Required action —
Return a verbatim reproduction of each line, starting at the line with "Practice step: put one dot on the small" and ending at the last line of the listing below.

---*---

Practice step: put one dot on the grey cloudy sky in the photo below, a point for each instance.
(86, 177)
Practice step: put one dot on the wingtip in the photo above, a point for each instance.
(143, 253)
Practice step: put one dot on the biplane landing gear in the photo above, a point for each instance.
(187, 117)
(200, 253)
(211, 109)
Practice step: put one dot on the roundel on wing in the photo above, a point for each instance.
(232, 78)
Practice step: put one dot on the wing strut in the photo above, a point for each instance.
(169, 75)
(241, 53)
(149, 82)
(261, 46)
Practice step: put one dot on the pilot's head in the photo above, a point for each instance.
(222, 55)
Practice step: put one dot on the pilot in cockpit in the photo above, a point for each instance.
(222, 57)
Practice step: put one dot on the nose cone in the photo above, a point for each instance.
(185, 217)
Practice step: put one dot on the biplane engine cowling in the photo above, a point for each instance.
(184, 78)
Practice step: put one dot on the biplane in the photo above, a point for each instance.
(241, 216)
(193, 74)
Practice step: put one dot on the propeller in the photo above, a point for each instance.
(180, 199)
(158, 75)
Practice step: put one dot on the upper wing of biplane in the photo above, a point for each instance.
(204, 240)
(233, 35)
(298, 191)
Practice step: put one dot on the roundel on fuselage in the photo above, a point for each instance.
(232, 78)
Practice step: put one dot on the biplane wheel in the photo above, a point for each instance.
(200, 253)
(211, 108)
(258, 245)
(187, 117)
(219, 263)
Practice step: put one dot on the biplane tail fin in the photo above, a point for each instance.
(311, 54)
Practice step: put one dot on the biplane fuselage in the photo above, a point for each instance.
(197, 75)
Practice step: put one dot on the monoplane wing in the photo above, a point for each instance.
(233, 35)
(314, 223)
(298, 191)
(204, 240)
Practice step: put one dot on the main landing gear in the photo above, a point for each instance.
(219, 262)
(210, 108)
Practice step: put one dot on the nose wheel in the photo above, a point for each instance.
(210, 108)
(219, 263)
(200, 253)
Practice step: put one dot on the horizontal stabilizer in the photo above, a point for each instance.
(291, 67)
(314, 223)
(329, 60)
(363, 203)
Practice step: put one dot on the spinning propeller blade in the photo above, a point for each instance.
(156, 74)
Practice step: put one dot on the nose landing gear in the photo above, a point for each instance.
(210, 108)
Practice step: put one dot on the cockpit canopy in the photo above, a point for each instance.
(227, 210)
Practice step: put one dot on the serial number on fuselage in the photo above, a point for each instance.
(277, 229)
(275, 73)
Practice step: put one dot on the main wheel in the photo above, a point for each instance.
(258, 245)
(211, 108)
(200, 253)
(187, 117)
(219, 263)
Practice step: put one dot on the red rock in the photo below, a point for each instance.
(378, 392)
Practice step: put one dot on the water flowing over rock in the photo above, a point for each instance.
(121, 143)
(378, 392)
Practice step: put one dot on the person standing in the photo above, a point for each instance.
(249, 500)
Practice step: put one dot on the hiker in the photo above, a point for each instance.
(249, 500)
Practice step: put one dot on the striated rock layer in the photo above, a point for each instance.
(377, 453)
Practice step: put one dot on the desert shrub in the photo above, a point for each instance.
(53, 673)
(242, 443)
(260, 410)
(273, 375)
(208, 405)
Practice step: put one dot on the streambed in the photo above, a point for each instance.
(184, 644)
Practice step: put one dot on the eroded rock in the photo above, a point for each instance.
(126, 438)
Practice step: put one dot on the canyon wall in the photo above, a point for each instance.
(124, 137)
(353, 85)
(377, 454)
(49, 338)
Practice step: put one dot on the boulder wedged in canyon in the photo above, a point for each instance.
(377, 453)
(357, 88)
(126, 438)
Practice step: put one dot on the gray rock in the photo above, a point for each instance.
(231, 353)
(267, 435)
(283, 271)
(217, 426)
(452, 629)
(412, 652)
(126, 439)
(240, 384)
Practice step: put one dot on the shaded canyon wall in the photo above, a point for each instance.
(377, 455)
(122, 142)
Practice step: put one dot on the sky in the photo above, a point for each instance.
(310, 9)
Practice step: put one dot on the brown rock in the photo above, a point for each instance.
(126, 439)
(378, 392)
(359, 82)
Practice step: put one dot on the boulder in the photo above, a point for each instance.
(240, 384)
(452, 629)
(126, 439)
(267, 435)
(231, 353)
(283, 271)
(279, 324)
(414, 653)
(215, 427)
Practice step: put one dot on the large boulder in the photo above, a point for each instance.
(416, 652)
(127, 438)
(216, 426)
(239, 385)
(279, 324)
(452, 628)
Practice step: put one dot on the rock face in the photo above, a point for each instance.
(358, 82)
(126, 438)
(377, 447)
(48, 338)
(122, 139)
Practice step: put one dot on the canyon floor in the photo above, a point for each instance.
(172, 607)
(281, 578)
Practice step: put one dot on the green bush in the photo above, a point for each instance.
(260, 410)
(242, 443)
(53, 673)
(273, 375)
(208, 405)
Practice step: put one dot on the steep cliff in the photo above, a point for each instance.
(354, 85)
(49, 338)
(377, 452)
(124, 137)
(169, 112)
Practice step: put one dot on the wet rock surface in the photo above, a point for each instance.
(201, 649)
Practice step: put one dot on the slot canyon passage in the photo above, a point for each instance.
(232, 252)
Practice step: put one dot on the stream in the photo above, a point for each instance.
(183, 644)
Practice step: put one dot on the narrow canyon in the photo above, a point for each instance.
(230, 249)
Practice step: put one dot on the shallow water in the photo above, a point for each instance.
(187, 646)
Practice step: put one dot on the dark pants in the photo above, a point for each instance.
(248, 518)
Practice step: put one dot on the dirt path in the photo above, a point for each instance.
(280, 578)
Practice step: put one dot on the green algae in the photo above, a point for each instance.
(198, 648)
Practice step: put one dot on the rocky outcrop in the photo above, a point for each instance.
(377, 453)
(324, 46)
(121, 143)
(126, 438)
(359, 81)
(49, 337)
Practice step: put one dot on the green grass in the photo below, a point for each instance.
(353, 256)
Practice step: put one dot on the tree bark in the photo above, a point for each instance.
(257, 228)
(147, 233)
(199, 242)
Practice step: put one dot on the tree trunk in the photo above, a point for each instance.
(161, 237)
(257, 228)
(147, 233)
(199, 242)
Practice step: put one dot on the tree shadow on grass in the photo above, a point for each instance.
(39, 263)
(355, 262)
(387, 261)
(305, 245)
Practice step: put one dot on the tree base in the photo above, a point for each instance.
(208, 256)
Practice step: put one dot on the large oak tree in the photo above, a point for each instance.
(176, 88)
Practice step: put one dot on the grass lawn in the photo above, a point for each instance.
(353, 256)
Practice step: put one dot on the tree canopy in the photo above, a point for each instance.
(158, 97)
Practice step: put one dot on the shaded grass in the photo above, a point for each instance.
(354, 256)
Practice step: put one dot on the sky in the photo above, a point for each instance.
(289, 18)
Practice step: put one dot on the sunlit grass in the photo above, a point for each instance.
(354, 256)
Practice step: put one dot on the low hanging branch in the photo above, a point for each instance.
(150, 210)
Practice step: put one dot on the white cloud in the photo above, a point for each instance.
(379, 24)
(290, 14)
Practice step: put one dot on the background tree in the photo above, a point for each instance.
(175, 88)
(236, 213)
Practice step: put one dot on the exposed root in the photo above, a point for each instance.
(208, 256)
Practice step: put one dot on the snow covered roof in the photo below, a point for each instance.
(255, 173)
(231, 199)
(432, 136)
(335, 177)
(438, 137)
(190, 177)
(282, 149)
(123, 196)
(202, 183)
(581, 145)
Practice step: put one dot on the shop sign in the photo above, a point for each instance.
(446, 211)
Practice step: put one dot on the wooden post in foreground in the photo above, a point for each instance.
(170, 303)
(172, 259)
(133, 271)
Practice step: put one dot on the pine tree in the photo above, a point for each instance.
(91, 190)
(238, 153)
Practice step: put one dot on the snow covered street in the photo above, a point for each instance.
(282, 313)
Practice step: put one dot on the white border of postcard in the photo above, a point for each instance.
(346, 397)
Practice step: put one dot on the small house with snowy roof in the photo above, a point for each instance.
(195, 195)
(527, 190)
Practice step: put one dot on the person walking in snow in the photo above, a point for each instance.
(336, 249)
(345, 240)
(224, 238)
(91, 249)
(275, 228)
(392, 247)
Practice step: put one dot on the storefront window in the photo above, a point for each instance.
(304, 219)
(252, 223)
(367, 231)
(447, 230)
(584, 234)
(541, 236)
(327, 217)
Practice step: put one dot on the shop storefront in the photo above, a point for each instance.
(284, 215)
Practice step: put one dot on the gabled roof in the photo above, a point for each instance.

---*---

Answer area —
Practice step: put one dot on the small house with snowy roof in the photo above, a point for each instance.
(195, 195)
(527, 190)
Practice step: put one dot on the person walking in snow in the photo above, a point for each instance.
(336, 249)
(345, 240)
(224, 238)
(91, 249)
(275, 228)
(392, 247)
Practice step: put one dot on the storefront window in the photo above, a point for each instance.
(304, 219)
(252, 223)
(367, 231)
(447, 230)
(584, 234)
(541, 236)
(327, 217)
Practice step: put one dot on the shop storefront in the photo above, a point for each instance.
(284, 215)
Practice step: put one dot on the gabled roof in the photo above, a point for each instance.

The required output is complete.